TASKS TO CARRY OUT ->
1. According to the passage on the Texas court ruling about HISA's anti-doping rule, why must an agency ordinarily wait 30 days between issuing a substantive final rule and having it take effect? Answer in one to three sentences.
2. Extend the passage on the Texas court ruling about HISA's anti-doping rule, picking up after its final sentence.

PASSAGE SHOWN ->
= = =
A federal judge in Texas has issued a 30-day waiting period before the rules of the HISA’s Anti-Doping Medication and Controls can take effect. Those rules went into effect Monday, and it remains unclear what guidance will be forthcoming for racing participants.
The ruling, issued Friday, was the latest in a long back-and-forth bitter struggle between pro-HISA and anti-HISA forces, and is again sure to leave industry members unsure of what rules to follow.
The ruling, issued Friday by the United States District Court, Northern District of Texas, Lubbock Division, was issued in response to a motion filed by the National HBPA arguing that the rule violated a provision of the Administrative Procedures Act, which governs the process by which federal agencies develop and issue regulations. It includes requirements for publishing notices of proposed and final rulemaking in the Federal Register, and provides opportunities for the public to comment on notices of proposed rulemaking. The APA requires most rules to have a 30-day delayed effective date. The judge in the case only partially agreed.
After HISA was found unconstitutional by the Fifth Circuit Court, the group went back to the Federal Trade Commission to amend language that addressed that court’s concerns.
“When Congress changes a statute in response to a court’s opinion, the result is usually a second wave of litigation: Was the attempted remedy sufficient? What new arguments arise?” wrote the court. “But those larger questions are not yet before the Court. Currently, the plaintiffs make a narrow procedural claim that a new anti-doping rule violates the Administrative Procedure Act because not enough time passed between when the rule was published as final and when the rule took effect. When an agency issues a substantive rule—the type of rule that controls our behavior—it must ordinarily wait 30 days between when the final rule is issued and when it takes effect. This ensures that regulated parties have the time to challenge the rule’s validity or bring themselves into compliance. But the anti-doping rule took effect the same day that it was published as final. As a result, the rule issued in violation of the APA, so the plaintiffs—and everyone else—will get their 30 days. The Court enjoins implementation or enforcement of the anti-doping rule until May 1, 2023.”
= = =
Saved data entries
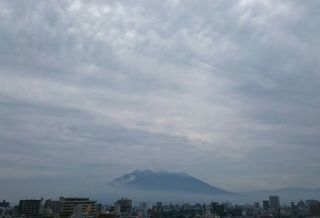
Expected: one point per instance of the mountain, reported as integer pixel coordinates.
(147, 180)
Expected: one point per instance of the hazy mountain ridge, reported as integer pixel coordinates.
(167, 182)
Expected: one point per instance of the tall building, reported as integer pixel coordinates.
(52, 206)
(125, 206)
(4, 204)
(274, 202)
(265, 205)
(30, 208)
(69, 206)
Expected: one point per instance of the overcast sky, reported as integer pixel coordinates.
(227, 91)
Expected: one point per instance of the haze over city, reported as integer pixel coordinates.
(226, 91)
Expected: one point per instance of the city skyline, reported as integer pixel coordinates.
(226, 91)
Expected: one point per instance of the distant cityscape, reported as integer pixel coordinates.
(76, 207)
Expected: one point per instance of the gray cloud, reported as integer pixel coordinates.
(97, 89)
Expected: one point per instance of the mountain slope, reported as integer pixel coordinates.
(166, 181)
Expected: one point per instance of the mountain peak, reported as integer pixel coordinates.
(166, 182)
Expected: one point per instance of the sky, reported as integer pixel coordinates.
(226, 91)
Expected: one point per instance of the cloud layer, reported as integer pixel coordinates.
(227, 91)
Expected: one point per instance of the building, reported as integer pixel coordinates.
(274, 202)
(265, 205)
(4, 204)
(52, 206)
(69, 206)
(125, 206)
(30, 208)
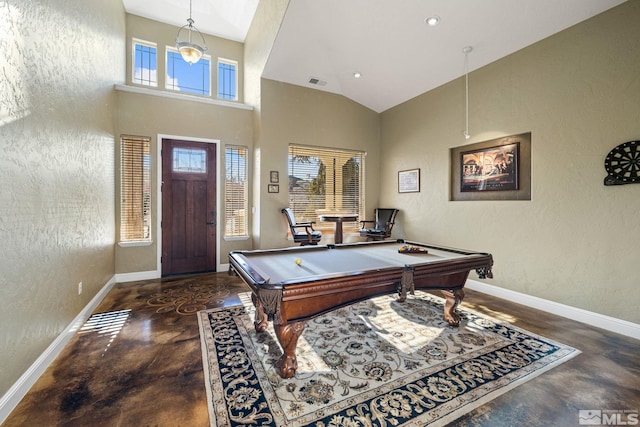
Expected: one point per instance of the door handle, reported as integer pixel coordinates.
(213, 221)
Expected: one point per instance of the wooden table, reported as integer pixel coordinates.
(338, 219)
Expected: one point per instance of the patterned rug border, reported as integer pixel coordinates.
(439, 416)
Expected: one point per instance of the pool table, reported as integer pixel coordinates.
(292, 285)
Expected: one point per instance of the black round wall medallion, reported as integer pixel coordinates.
(623, 164)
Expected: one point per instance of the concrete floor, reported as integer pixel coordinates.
(140, 364)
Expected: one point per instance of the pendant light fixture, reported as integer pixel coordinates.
(190, 51)
(466, 51)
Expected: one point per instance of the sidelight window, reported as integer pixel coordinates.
(135, 189)
(236, 190)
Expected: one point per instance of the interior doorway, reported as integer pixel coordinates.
(189, 206)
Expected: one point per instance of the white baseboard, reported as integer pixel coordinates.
(609, 323)
(16, 393)
(138, 275)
= = =
RESULTS ->
1. The 30-day wait gives regulated parties time either to challenge the rule's validity or to bring themselves into compliance with it.

2.
But the court only addressed that 30 day rule required by the APA, and not the HBPA’s larger claims that HISA remains unconstitutional despite the added language.
“Plaintiffs’ only new argument is that section 553(d), absent good cause, requires an agency rule to take effect 30 days after the final rule is published. In the interest of judicial economy—and because the plaintiffs only seek emergency relief as to the anti-doping rule—the Court will limit its analysis to the sole issue at hand: whether the FTC failed to comply with section 553’s required 30-day waiting period and, if so, whether the plaintiffs are entitled to equitable relief,” the ruling reads.
Eric Hamelback, the CEO of the National HBPA, told the TDN by text that the HBPA’s interpretation of the ruling was that the 30-day injunction of the ADMC would apply nationwide.
As of the filing of this story, a HISA spokesman had not responded to a request for comment.
The news was first Tweeted by Horse Racing Nation.